━━ Exercise material

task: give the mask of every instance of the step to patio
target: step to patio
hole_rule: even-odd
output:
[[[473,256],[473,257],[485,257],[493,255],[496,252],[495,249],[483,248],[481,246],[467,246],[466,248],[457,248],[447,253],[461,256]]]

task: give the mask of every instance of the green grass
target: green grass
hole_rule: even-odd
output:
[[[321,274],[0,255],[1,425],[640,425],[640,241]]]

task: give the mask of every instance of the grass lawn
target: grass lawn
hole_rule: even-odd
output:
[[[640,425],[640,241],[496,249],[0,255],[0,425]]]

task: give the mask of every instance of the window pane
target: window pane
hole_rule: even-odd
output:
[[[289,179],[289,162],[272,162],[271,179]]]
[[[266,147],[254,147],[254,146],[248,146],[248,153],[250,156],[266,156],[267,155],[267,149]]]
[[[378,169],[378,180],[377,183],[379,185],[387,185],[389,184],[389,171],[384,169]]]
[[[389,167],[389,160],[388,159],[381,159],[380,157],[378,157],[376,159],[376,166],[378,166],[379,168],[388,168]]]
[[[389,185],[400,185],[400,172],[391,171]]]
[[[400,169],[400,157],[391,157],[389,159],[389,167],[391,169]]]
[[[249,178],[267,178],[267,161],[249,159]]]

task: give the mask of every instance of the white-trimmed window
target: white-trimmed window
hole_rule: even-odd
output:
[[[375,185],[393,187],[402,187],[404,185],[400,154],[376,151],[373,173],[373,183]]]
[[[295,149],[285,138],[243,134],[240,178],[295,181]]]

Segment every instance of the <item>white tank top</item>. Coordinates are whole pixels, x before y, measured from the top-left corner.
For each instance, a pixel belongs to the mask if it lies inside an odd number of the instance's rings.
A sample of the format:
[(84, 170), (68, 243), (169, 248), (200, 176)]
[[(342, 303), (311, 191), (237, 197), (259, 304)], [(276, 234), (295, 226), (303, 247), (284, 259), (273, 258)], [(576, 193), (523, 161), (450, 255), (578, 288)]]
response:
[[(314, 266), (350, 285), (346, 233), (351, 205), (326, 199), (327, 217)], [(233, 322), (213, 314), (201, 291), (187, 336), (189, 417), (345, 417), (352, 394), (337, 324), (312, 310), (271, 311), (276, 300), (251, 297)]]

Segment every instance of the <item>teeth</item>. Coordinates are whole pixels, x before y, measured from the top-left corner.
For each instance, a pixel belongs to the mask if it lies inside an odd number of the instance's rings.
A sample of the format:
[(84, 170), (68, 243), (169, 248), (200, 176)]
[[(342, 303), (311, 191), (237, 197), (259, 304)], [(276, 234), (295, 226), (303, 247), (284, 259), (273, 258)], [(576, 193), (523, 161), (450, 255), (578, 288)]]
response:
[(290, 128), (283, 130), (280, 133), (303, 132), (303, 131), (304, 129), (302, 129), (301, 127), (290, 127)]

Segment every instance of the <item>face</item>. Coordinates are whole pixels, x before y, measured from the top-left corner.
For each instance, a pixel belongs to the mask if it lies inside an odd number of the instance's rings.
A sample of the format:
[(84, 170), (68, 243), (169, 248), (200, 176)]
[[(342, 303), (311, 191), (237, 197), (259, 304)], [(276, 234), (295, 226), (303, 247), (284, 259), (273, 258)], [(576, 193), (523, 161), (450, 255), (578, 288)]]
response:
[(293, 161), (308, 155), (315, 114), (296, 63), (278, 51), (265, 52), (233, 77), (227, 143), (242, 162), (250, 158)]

━━━━

(Instructions for the task) Rewrite every line, starting with the line that contains "task: give the mask of every instance of the white-trimmed" and going on through the line that contains "[[[295,149],[285,138],[243,134],[240,178],[295,181]]]". Keep each line unchanged, except that 42 is added to every coordinate in the answers.

(Output below)
task: give the mask of every instance of the white-trimmed window
target: white-trimmed window
hole_rule: even-odd
output:
[[[417,227],[435,229],[444,229],[446,227],[442,196],[418,193],[415,215],[415,225]]]
[[[337,191],[327,180],[285,176],[282,220],[337,223]]]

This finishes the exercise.